§ **INPUT FOR THIS TASK**:
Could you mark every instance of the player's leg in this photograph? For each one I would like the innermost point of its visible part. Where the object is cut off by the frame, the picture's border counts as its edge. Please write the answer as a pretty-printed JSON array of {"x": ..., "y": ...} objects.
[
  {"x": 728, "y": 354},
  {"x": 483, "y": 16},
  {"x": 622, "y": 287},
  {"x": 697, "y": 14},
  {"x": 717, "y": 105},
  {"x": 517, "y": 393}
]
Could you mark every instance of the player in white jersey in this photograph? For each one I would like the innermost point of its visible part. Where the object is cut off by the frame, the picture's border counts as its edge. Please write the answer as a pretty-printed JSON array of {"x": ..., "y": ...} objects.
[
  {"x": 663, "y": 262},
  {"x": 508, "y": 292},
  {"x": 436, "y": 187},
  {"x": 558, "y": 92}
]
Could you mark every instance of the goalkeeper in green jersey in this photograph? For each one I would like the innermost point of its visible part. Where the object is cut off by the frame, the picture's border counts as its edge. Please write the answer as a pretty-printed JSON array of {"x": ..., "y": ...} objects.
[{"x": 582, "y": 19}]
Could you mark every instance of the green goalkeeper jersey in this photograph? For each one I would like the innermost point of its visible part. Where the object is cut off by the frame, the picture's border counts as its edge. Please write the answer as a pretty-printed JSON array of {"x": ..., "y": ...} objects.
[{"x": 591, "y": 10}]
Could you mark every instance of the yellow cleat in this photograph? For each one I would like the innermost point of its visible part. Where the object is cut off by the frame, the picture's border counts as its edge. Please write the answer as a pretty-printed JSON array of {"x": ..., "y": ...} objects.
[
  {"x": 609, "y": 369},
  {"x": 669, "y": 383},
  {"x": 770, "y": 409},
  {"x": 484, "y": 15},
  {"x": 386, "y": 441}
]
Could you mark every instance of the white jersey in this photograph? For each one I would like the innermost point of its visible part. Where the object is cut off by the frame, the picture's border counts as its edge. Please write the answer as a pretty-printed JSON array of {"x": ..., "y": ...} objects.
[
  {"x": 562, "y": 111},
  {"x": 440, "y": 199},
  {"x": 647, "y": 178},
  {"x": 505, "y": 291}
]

§ **WHAT TO PRODUCE**: Print the material verbatim, all of it.

§ **ANSWER AREA**:
Could you mark every instance of the player's leg in this photograph? For each one I would like the innermost point of its visible part. Where the object is cut off by the frame, the picture's border counts as its edge. Please write the answer as a pretty-printed JSON array of {"x": ..., "y": ...} objects.
[
  {"x": 728, "y": 354},
  {"x": 483, "y": 16},
  {"x": 622, "y": 287},
  {"x": 697, "y": 14},
  {"x": 717, "y": 105},
  {"x": 517, "y": 393}
]
Could you mark every instance of the player in white jersey in this photograph? For each one I would like the innermost point of its visible part. Where the object is cut off by the frame, the picture's border counts as its edge. Please write the answer as a pretty-printed JSON array of {"x": ..., "y": ...} objects.
[
  {"x": 663, "y": 262},
  {"x": 508, "y": 292},
  {"x": 436, "y": 187},
  {"x": 558, "y": 92}
]
Could you mark every instance of the goalkeeper in green jersey in this photograph? For each one I would like the innermost point of its visible part. Where the object is cut off by the frame, the picture's border counts as its edge. Please write the answer as a pretty-printed JSON array of {"x": ..., "y": ...} objects.
[{"x": 582, "y": 19}]
Could you mark every instance of the green goalkeeper jersey in this photograph? For each one I would like the innermost point of its visible part. Where the object is cut off by the frame, the picture's border counts as its edge. Please write the answer as a pretty-printed JSON array of {"x": ..., "y": ...} objects.
[{"x": 591, "y": 10}]
Could you mark every instance of the yellow cleat in this photograph? For each one I would like the innermost point of its visible part. Where the object is cut off by the frame, the picture's border counts as its edge. Please write the answer as a pretty-printed JSON array of {"x": ..., "y": ...} objects.
[
  {"x": 609, "y": 369},
  {"x": 669, "y": 383},
  {"x": 770, "y": 409},
  {"x": 484, "y": 15},
  {"x": 386, "y": 441}
]
Could you mark every instance of the white jersey in this photograph? For each one I would like the innermost point of its visible part. Where the object is cut off by the frame, the picture's border counts as its edge. Please write the answer as a pretty-printed JSON array of {"x": ..., "y": ...} objects.
[
  {"x": 562, "y": 111},
  {"x": 440, "y": 199},
  {"x": 647, "y": 178},
  {"x": 505, "y": 291}
]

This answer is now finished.